▶ **PROBLEM TO WORK ON**:
Pull every line that includes the word "seat" out of the data below and copy it.

▶ **Records excerpted from a collection**:

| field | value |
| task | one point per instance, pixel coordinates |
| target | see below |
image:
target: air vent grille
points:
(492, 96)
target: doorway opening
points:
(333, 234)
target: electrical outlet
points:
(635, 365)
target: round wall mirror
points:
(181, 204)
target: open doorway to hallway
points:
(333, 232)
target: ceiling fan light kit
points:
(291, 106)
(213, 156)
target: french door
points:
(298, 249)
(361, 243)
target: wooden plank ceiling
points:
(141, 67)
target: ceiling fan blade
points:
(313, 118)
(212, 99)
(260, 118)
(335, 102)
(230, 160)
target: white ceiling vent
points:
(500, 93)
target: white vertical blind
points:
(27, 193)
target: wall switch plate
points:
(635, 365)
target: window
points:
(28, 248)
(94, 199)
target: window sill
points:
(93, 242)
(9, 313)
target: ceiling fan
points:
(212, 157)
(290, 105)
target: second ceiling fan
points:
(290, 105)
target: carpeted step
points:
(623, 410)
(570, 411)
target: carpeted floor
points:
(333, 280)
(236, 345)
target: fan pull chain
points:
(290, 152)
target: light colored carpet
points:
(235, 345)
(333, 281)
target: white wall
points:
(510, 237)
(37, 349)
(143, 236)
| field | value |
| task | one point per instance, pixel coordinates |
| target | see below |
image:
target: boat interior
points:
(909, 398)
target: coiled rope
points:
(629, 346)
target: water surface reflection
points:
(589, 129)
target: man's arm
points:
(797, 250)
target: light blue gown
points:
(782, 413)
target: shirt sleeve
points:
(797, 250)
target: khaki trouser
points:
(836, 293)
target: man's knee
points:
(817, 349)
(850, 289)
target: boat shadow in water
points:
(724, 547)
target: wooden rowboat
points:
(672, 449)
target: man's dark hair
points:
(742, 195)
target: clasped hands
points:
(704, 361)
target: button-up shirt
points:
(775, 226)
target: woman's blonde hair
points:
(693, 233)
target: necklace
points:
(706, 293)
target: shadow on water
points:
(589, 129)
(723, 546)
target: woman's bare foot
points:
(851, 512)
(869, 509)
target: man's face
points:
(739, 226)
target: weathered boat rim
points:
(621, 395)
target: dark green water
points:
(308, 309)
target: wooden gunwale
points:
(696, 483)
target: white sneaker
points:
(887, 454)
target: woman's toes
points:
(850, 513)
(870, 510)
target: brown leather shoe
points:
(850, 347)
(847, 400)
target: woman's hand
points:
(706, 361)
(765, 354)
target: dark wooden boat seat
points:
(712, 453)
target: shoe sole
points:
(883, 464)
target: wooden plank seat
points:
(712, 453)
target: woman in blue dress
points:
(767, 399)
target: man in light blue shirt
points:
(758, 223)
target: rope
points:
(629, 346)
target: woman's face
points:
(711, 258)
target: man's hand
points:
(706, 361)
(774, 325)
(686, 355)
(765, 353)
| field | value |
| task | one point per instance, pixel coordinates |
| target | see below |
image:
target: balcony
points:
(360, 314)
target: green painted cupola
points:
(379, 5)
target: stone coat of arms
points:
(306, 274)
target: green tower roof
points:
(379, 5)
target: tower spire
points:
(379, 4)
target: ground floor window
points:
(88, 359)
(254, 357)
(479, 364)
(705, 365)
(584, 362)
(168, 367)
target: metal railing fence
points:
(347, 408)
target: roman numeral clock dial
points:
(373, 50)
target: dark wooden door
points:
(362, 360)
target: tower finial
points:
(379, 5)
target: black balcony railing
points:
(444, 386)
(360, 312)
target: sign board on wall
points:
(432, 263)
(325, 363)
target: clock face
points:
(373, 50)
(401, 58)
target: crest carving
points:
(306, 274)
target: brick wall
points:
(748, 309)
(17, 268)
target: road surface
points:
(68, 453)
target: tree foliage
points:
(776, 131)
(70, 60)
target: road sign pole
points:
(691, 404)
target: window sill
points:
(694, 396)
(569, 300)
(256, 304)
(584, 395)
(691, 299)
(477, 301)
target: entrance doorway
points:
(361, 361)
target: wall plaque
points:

▶ **ANSWER TO THE PROBLEM**:
target: dark wooden boat seat
target: wooden plank seat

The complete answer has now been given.